→ **Directions**
1. Extract the stretch of the angular momentum passage from "And the point" through "matrix element land.".
2. In the angular momentum passage, what value does epsilon ijk take when any index is repeated?
3. Carry on the angular momentum passage from its last sentence.

→ **Given text**
Start

So first of all, you know we can define an angular momentum as r cross p, and we can write that as a matrix. Now I suspect you've all seen this. These are unit vectors along the x, y, and z directions. And this is a vector, so there are three components, and we get three components here. Now you do want to make sure you know this notation and know how to use it.

So here is the magic equation. Li, Lj is equal to ih bar sum over k epsilon ijk Lk. Well, what is epsilon ijk? Well, it's got many names, but it's a really neat tool which is very wonderful in enabling you to derive new equations.

So if i, j, and k correspond to xyz in cyclic order-- in other words, xyz, yzx, et cetera-- then this is plus 1. If it's in anticyclic order, it's minus 1. And if any index is repeated, it's 0. So it packs a real punch, but it enables you to do fantastic things. So if we have Lx, Ly, it's equal to ih bar plus 1 times Lz.

And the point of this lecture is with this, you can derive all of the matrix elements of an angular momentum-- L squared, Lz, L plus minus, and anything else. But these are the important ones, and this is what we want to derive from our excursion in matrix element land.

End

→ **Stored data**
Start

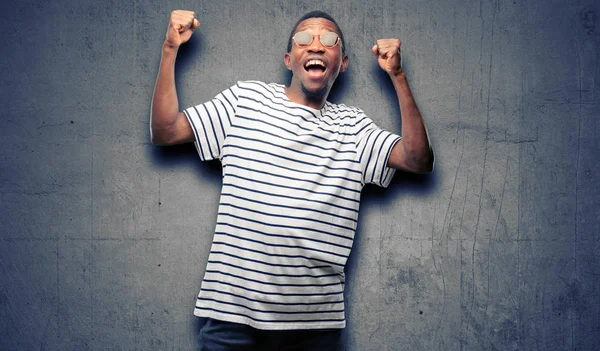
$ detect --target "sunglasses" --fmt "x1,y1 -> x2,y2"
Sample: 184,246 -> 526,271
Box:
292,31 -> 341,48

End

→ **Responses for each task**
1.
And the point of this lecture is with this, you can derive all of the matrix elements of an angular momentum-- L squared, Lz, L plus minus, and anything else. But these are the important ones, and this is what we want to derive from our excursion in matrix element land.

2. It is 0.

3.
So the first thing we do is we extract some fundamental equations from this commutator. So the first equation is that L squared Lz is equal to Lx squared Lz plus Ly squared Lz plus Lz squared Lz. And we know this one is 0, right?

This one, you have to do a little practice, but you can write this commutation rule as Lx times Lx comma Lz plus Lx comma Lz Lx. So if you have a square, you take it out the front side then the back side. And now we know what this. This is minus ih bar Ly. And this is minus ih bar Ly.

And we do this one, and we discover we have the same thing except with the opposite sign. And so what we end up getting is that this is 0. Now I skipped some steps. I said them, but I want you to just go through that and see.

So you know what this is. It's going to be Ly, and it's going to be minus Ly times ih bar. And you get the same thing here. But then you have an LxLy, and you have an LxLy. And when you do the same trick with this, you're going to get an Ly and an Lx again, and they'll be the opposite sign.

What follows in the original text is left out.